Text excerpt:
================================

The CNP contains Los Angeles Historic-Cultural Monument #141, thus designated on April 2, 1975, by the Los Angeles Cultural Heritage Commission. Also known as the Chatsworth Calera, monument #141 is a centuries-old kiln used for burning limestone in the making of lime for concrete, mortar, and whitewash, a step in the construction of bricks and tiles. The monument now looks like a hole in the ground with walls of vitrified limestone and brick. It measures about fifteen feet deep and six and a half feet across. The kiln was in use during early California history (Spanish/Mission and Mexican periods). Rich in oak trees and lime deposits, the location was ideal for kiln operation. Several such lime kilns were in operation around the edge of the San Fernando Valley. The word "Calera" is Spanish for "limestone quarry" or "limekiln".

==Land management==
The Los Angeles Department of Water and Power (LADWP) owns and manages the CNP. A chain-link fence encloses most of the preserve's grounds. The LADWP limits general public access to the enclosed portion of the CNP to a once-yearly Earth Day celebration.

==History==
The CNP contains evidence of at least 1,000 years of human culture: native tribes made sacred use of the land, and the Fernandeño and Chumash people ground acorns and seeds in the sandstone outcroppings. Spanish missionaries processed limestone for use in plaster coatings of adobe buildings, and in the 19th century the land was used by Mexican cattle ranchers and Basque sheepherders.

===Chatsworth Reservoir===
In the early 20th century, the City of Los Angeles developed a linked chain of 19 water-retention basins to store and manage water imported via the Los Angeles Aqueduct system from the Owens Valley. Chatsworth Reservoir was the last of these, and occupied the now-current CNP lands.

================================

Records:
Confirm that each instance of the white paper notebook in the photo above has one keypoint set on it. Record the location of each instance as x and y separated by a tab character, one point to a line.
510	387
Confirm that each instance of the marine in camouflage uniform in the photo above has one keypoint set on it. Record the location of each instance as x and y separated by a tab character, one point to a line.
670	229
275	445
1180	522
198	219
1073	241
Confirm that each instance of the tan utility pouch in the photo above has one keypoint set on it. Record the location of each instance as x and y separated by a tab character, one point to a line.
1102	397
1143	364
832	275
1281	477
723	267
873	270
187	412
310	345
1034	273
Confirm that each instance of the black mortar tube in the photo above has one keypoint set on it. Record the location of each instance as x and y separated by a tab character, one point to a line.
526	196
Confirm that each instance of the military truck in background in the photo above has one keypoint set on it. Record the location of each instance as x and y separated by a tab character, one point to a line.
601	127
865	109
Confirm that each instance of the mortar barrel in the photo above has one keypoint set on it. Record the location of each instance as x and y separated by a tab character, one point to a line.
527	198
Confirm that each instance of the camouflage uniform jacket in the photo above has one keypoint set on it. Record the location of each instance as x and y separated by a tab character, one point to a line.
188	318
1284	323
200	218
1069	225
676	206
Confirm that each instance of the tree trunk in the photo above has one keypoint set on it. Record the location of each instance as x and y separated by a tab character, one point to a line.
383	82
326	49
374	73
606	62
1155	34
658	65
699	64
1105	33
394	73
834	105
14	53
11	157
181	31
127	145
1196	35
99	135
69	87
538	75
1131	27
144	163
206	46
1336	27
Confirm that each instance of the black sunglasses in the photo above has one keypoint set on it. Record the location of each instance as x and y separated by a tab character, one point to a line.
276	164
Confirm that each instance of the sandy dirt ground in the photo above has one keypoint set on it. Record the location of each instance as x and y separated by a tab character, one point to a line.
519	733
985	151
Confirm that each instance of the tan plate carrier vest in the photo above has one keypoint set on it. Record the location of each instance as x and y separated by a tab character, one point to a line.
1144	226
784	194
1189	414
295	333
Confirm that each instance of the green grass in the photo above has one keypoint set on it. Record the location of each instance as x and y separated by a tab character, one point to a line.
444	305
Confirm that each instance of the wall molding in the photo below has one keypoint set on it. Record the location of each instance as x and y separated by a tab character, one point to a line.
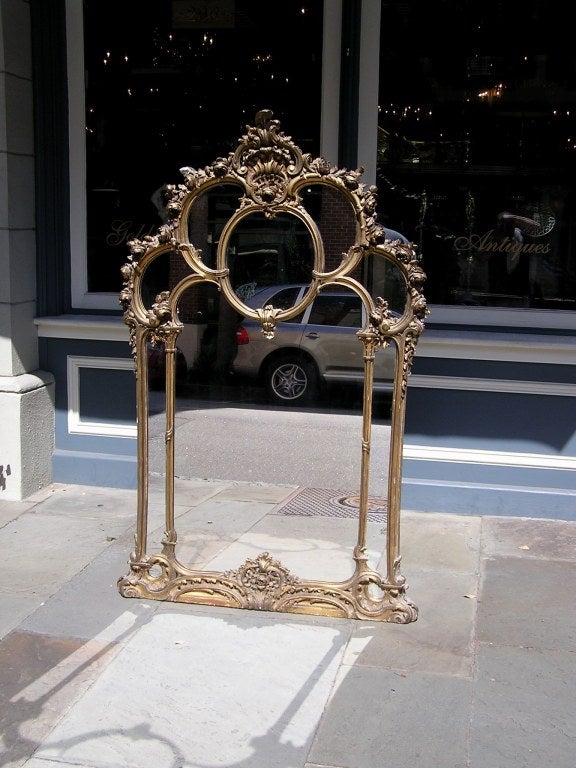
511	386
492	458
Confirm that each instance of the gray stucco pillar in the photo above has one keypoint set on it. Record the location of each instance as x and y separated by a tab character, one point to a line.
26	394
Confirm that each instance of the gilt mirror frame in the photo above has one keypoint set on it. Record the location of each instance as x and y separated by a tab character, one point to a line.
270	170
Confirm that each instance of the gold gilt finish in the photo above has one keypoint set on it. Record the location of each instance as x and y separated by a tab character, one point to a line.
270	170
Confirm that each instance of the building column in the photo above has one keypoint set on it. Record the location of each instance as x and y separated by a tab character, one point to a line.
26	394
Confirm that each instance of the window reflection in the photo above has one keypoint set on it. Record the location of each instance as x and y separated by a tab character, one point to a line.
477	145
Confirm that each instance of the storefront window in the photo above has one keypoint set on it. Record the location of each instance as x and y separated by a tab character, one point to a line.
174	83
477	149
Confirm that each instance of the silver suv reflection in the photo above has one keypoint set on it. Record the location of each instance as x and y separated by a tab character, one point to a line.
318	347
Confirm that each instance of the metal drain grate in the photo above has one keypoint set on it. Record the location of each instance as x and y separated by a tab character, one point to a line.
310	502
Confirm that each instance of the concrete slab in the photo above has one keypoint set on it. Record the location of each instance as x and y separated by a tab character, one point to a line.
529	538
309	547
43	550
90	606
205	691
441	641
40	678
80	501
439	542
378	717
14	608
528	603
523	712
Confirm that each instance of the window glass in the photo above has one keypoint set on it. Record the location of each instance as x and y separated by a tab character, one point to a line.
343	311
477	148
172	84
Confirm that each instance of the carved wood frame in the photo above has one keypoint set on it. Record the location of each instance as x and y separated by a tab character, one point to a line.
271	170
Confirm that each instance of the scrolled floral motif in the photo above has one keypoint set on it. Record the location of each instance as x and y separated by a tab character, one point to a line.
267	317
264	574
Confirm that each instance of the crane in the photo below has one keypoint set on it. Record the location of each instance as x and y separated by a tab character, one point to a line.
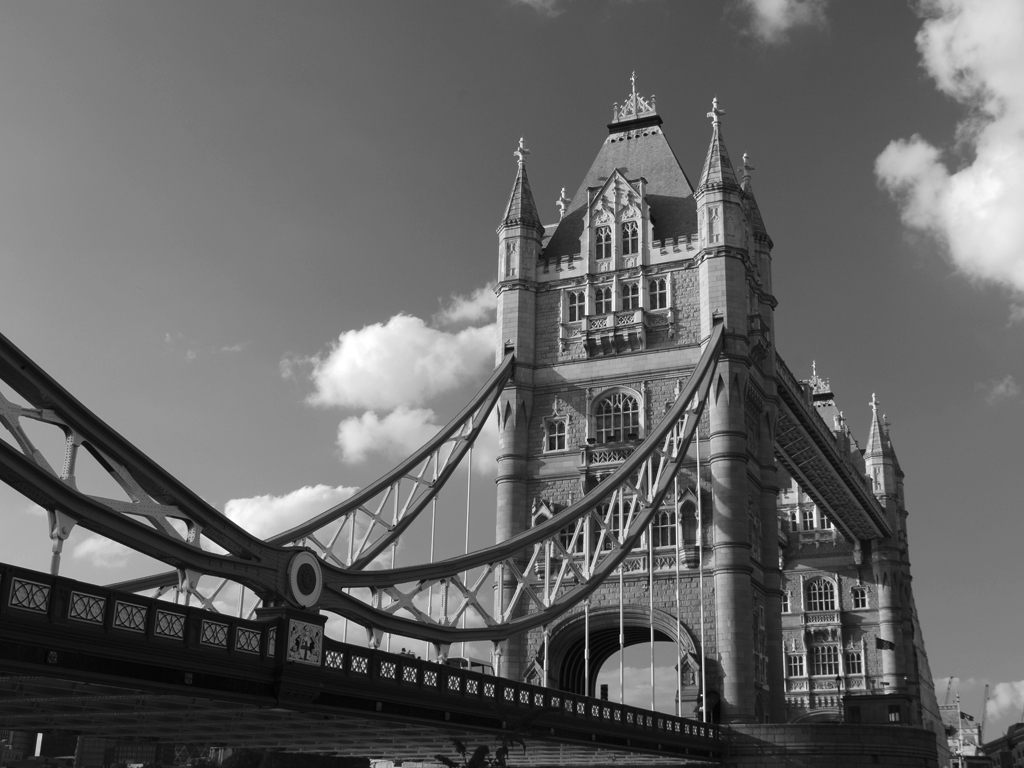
984	712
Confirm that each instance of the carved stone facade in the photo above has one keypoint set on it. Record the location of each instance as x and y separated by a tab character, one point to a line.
606	324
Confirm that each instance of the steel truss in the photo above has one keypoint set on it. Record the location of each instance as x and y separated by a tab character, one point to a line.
318	563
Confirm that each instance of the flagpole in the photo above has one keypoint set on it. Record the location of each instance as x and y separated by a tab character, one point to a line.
960	729
699	542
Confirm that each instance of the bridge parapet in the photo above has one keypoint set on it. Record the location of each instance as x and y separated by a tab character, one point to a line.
56	627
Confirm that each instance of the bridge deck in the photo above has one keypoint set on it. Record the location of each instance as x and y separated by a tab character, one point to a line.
81	657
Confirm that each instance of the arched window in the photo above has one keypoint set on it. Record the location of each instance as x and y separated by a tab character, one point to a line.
631	238
820	595
631	296
663	528
602	239
616	417
657	290
578	305
824	660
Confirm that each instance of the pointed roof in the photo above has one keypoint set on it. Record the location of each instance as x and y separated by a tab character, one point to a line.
521	210
718	171
636	147
878	437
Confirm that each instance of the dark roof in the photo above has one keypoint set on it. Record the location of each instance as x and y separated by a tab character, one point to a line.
635	151
521	210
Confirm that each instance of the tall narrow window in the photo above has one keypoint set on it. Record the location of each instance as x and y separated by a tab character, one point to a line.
631	238
859	597
794	666
658	293
578	305
824	660
616	417
854	663
663	529
602	239
820	595
631	296
714	225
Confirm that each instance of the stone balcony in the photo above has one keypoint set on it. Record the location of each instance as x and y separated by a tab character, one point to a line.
612	333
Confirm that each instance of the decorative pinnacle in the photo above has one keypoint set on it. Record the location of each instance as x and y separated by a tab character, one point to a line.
563	204
715	113
748	166
521	153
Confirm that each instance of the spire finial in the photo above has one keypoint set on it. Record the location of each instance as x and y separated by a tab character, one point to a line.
748	167
563	204
521	153
715	113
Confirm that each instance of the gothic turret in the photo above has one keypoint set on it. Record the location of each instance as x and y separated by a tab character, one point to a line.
879	459
519	238
722	228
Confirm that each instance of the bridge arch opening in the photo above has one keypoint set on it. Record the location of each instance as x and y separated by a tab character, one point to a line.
567	667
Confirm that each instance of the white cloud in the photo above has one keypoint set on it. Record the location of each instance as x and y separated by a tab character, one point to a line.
771	20
265	515
974	50
476	307
544	7
396	435
101	552
402	361
999	390
1006	698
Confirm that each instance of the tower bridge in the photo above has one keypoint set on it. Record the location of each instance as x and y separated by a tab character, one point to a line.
662	475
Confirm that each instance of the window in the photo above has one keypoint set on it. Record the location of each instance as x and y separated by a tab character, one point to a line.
578	305
714	225
616	417
657	290
824	660
854	663
859	597
631	296
794	666
554	434
820	595
603	241
631	238
807	518
663	529
760	646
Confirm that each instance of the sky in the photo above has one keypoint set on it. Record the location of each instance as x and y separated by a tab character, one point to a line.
257	240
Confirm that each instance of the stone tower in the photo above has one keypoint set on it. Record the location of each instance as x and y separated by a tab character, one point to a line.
606	312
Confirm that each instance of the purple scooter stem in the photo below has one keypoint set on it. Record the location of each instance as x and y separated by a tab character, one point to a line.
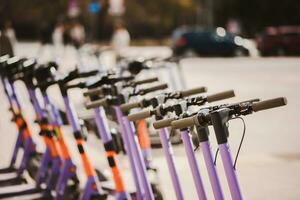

================================

Problems to solve:
1 – Say whether each statement agrees with the text excerpt above. Answer yes or no, and quote the words from the text that decide it.
(a) The kiln is about fifteen feet deep.
(b) The public may enter the fenced part of the CNP at any time.
(c) Chatsworth Reservoir was the first of the water-retention basins.
2 – Answer these questions from the text excerpt above.
(a) On what date was monument #141 designated?
(b) Who owns and manages the CNP?
(c) How many water-retention basins did the City of Los Angeles develop?

Answers to the exercises:
1 –
(a) Yes: "It measures about fifteen feet deep and six and a half feet across."
(b) No: "The LADWP limits general public access to the enclosed portion of the CNP to a once-yearly Earth Day celebration."
(c) No: "Chatsworth Reservoir was the last of these"

2 –
(a) April 2, 1975
(b) The Los Angeles Department of Water and Power (LADWP)
(c) 19